[Extracted records Boundary: Start]

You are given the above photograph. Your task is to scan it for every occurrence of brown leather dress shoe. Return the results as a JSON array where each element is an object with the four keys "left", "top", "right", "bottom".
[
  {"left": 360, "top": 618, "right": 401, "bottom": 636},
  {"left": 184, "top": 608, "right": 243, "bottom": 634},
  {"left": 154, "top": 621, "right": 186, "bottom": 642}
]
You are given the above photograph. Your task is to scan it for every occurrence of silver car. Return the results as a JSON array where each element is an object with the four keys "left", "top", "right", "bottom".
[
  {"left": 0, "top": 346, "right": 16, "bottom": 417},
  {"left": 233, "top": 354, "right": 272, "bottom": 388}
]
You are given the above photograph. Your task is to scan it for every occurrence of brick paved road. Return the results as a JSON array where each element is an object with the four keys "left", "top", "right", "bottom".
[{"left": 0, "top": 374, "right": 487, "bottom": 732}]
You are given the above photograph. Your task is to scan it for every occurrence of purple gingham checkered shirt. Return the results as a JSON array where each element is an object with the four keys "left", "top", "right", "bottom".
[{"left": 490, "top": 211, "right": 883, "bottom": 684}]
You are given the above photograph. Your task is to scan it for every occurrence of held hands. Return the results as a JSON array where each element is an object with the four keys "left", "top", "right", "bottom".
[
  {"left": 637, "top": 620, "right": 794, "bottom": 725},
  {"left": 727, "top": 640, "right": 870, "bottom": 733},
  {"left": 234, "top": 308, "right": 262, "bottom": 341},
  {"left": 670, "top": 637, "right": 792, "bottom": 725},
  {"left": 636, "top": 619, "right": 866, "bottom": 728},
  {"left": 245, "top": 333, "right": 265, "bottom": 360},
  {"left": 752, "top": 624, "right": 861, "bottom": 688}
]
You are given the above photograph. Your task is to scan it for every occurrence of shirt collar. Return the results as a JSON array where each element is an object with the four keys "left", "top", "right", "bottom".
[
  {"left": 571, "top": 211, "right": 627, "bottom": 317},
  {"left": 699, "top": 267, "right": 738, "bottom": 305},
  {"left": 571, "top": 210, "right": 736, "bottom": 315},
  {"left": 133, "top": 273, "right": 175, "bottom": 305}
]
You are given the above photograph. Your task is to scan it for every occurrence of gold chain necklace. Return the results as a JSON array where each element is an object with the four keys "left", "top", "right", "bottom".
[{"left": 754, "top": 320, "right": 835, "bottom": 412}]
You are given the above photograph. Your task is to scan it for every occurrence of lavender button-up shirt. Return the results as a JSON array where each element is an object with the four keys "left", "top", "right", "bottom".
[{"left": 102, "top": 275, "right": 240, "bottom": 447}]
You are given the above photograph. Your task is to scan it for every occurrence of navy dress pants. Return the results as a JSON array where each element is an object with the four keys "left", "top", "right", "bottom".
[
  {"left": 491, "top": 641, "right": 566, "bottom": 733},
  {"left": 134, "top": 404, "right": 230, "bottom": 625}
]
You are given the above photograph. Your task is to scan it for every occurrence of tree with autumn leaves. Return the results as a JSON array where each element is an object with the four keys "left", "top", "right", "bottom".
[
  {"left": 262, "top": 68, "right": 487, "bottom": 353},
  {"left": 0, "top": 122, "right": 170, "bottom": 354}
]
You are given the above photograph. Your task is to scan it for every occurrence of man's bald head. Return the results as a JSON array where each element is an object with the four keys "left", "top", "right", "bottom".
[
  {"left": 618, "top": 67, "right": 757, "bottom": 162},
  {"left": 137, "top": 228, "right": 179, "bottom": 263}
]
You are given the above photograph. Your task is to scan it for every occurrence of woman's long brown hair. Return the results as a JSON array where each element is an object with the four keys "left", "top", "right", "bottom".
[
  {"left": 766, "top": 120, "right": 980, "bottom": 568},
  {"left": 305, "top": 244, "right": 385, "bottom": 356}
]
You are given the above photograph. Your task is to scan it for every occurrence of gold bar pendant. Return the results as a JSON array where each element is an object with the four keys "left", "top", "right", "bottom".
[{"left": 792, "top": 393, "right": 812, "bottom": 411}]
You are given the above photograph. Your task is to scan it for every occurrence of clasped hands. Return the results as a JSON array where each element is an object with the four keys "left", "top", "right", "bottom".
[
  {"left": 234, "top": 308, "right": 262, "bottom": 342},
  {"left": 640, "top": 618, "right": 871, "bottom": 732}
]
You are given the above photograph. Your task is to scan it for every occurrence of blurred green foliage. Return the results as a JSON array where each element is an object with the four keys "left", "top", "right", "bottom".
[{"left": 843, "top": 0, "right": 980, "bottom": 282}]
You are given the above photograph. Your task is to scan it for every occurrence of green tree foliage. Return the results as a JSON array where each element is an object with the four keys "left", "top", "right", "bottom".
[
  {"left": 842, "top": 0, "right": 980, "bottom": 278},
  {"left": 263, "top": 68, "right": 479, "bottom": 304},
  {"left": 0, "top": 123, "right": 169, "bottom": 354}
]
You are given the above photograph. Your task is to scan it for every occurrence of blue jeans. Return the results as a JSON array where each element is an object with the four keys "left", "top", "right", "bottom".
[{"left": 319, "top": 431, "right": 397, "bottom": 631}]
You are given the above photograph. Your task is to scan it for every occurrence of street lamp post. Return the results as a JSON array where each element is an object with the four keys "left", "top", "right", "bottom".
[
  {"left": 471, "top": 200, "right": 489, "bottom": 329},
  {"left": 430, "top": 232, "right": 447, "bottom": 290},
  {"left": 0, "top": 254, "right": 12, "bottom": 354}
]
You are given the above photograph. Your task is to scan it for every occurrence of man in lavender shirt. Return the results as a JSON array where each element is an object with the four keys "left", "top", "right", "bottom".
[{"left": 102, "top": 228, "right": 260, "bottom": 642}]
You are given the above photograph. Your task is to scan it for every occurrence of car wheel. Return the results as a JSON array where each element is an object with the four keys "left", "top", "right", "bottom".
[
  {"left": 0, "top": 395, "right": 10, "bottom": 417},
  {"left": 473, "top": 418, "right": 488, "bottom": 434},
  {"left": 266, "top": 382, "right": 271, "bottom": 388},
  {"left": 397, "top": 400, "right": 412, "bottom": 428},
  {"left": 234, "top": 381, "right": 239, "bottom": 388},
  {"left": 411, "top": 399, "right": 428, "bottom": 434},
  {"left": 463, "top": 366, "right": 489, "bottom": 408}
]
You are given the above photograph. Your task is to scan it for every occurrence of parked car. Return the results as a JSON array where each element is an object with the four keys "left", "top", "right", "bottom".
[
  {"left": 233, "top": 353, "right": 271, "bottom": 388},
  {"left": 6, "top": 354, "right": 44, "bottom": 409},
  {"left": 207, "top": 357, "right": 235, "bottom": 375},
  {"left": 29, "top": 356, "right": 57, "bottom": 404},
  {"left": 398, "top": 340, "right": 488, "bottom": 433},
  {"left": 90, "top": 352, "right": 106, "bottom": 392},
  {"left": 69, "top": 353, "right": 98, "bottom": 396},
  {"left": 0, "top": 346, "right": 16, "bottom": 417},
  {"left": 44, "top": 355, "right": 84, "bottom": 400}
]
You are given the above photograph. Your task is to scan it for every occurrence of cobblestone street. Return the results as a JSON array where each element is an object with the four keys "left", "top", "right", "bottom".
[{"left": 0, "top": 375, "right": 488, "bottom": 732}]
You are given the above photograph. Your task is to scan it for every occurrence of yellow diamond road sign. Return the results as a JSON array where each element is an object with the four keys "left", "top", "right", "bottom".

[Extracted records Boundary: End]

> **Assignment**:
All entries must be duplicated exactly, with none left out.

> **Completed exercise**:
You are given the above photograph. Your task is to scan it for every occurrence of brown leather dress shoe. Return the results as a JSON array where each element is an object with the four keys "left", "top", "right", "bottom".
[
  {"left": 360, "top": 618, "right": 401, "bottom": 636},
  {"left": 184, "top": 608, "right": 243, "bottom": 634},
  {"left": 154, "top": 621, "right": 186, "bottom": 642}
]
You are given the above photograph. Your task is to scan it for every occurrence of silver car. Return the results as a JSON array where each element is an object with the four keys "left", "top", "right", "bottom".
[
  {"left": 0, "top": 346, "right": 16, "bottom": 417},
  {"left": 233, "top": 354, "right": 272, "bottom": 388}
]
You are given the above photograph. Your task is to scan it for every occurrence of brick paved road. Return the results as a JSON array where each element is an object with the four keys "left", "top", "right", "bottom".
[{"left": 0, "top": 374, "right": 487, "bottom": 732}]
You are given the above photograph. Your task is to scan it for every occurrence of purple gingham checkered shirt. Return the results as a JSON array where each element is an object with the four keys "left", "top", "right", "bottom".
[{"left": 490, "top": 211, "right": 883, "bottom": 684}]
You are given the above photograph. Your task is to scan it for every occurrence of held hands. Return the results as a JSON array where each element is an object with the four keys "left", "top", "right", "bottom".
[
  {"left": 637, "top": 620, "right": 794, "bottom": 725},
  {"left": 727, "top": 640, "right": 870, "bottom": 733},
  {"left": 234, "top": 308, "right": 262, "bottom": 341},
  {"left": 670, "top": 637, "right": 792, "bottom": 725},
  {"left": 636, "top": 619, "right": 866, "bottom": 728},
  {"left": 245, "top": 333, "right": 265, "bottom": 360},
  {"left": 752, "top": 624, "right": 861, "bottom": 688}
]
You are given the above photograph. Your task is to scan it for every occurrence of shirt collar. Return the results as a JSON array where each element is an object with the four keys "left", "top", "right", "bottom".
[
  {"left": 571, "top": 211, "right": 627, "bottom": 317},
  {"left": 699, "top": 267, "right": 738, "bottom": 305},
  {"left": 571, "top": 210, "right": 736, "bottom": 315},
  {"left": 133, "top": 273, "right": 175, "bottom": 305}
]
You are given the above photograph. Your task is to scan it for every occurrence of gold chain necklace. Return the results as a JSON array where each element is an object with the four keys "left", "top", "right", "bottom".
[{"left": 754, "top": 320, "right": 835, "bottom": 412}]
You are given the above photograph. Your task is to scan it for every occurrence of lavender button-up shirt. Return the results as a JSON array where each element is an object with the four keys "left", "top", "right", "bottom".
[{"left": 102, "top": 275, "right": 240, "bottom": 447}]
You are given the above photograph. Your task is to scan it for every occurrence of navy dress pants. Return the results as a JSON array where each element is an object with the four keys "left", "top", "right", "bottom".
[
  {"left": 491, "top": 641, "right": 566, "bottom": 733},
  {"left": 134, "top": 404, "right": 230, "bottom": 625}
]
You are given the above photograph. Your task is to scan it for every occurrence of tree with autumn leaves. Return the results as a JSON array where each element is an object with the four keys "left", "top", "right", "bottom".
[
  {"left": 262, "top": 68, "right": 487, "bottom": 353},
  {"left": 0, "top": 122, "right": 170, "bottom": 354}
]
You are given the above photograph. Your task is to scan it for every occurrence of man's bald head. Return the results as a JSON array where each element is an object with the four keys "left", "top", "right", "bottom".
[
  {"left": 618, "top": 67, "right": 757, "bottom": 162},
  {"left": 137, "top": 228, "right": 179, "bottom": 263}
]
You are given the above photograph. Your task is to scan it for every occurrence of woman's long brown hair. Return the results as a JSON array where each element is an object with the four keys "left", "top", "right", "bottom".
[
  {"left": 766, "top": 120, "right": 980, "bottom": 568},
  {"left": 305, "top": 244, "right": 385, "bottom": 356}
]
You are given the above photograph. Your task is to scan it for every occurrence of gold bar pendant. Return the results as a JSON array where each element is an object with the four keys "left", "top", "right", "bottom".
[{"left": 792, "top": 393, "right": 812, "bottom": 411}]
You are given the above photograph. Your task is to scan it for every occurrence of clasped hands. Return the results as a JSON array where each element is an object with the four keys "left", "top", "right", "bottom".
[
  {"left": 234, "top": 308, "right": 262, "bottom": 342},
  {"left": 640, "top": 618, "right": 871, "bottom": 732}
]
You are given the above photograph. Your task is to scan it for every occurrence of blurred green foliage. Return the results as a JSON array where each element is an object with the four keys "left", "top", "right", "bottom".
[{"left": 843, "top": 0, "right": 980, "bottom": 282}]
You are given the above photograph. Your task is to scan it for every occurrence of green tree foliage. Return the results as a JSON array where each element is an object with the four keys "left", "top", "right", "bottom".
[
  {"left": 842, "top": 0, "right": 980, "bottom": 278},
  {"left": 263, "top": 68, "right": 479, "bottom": 304},
  {"left": 0, "top": 123, "right": 169, "bottom": 354}
]
You are given the above photograph. Your task is to scan it for every occurrence of blue jeans. Return the results as a JSON array where each element is an object with the four keys "left", "top", "right", "bottom".
[{"left": 319, "top": 431, "right": 397, "bottom": 631}]
You are given the above photograph. Your task is to scan it for every occurrence of street lamp post. Return the results as a JSON array where each element is an object with the four keys "left", "top", "right", "bottom".
[
  {"left": 471, "top": 200, "right": 489, "bottom": 329},
  {"left": 430, "top": 232, "right": 447, "bottom": 290},
  {"left": 0, "top": 254, "right": 12, "bottom": 354}
]
You are given the above photograph. Your task is to scan it for every occurrence of man in lavender shirt. Return the results as a JSON array where each element is an object with the four keys "left", "top", "right", "bottom".
[{"left": 102, "top": 228, "right": 260, "bottom": 642}]
You are given the above photograph. Your task is to scan it for every occurrence of car wheel. Return the results as a JSON array where each element is an object with the four keys "left", "top", "right", "bottom".
[
  {"left": 0, "top": 395, "right": 10, "bottom": 417},
  {"left": 473, "top": 418, "right": 488, "bottom": 434},
  {"left": 266, "top": 382, "right": 271, "bottom": 388},
  {"left": 397, "top": 400, "right": 412, "bottom": 428},
  {"left": 234, "top": 381, "right": 239, "bottom": 388},
  {"left": 411, "top": 399, "right": 428, "bottom": 434},
  {"left": 463, "top": 366, "right": 489, "bottom": 408}
]
You are given the above photograph. Your task is to scan it for every occurrence of parked car. Return the results as a JSON array where each element is an object with the four keys "left", "top", "right", "bottom".
[
  {"left": 233, "top": 353, "right": 271, "bottom": 388},
  {"left": 6, "top": 354, "right": 44, "bottom": 409},
  {"left": 207, "top": 357, "right": 235, "bottom": 375},
  {"left": 29, "top": 356, "right": 57, "bottom": 404},
  {"left": 398, "top": 340, "right": 488, "bottom": 433},
  {"left": 90, "top": 352, "right": 106, "bottom": 392},
  {"left": 69, "top": 353, "right": 98, "bottom": 396},
  {"left": 0, "top": 346, "right": 16, "bottom": 417},
  {"left": 44, "top": 355, "right": 84, "bottom": 400}
]
You are given the above photograph. Your task is to scan it for every occurrence of cobblestone street. Return the results as a JSON array where each element is an object with the four keys "left", "top", "right", "bottom".
[{"left": 0, "top": 375, "right": 488, "bottom": 732}]
You are given the above photograph. Your task is to scan it for every occurrence of yellow diamond road sign. Return the results as a JSON array where each element is an object with the four keys "left", "top", "right", "bottom".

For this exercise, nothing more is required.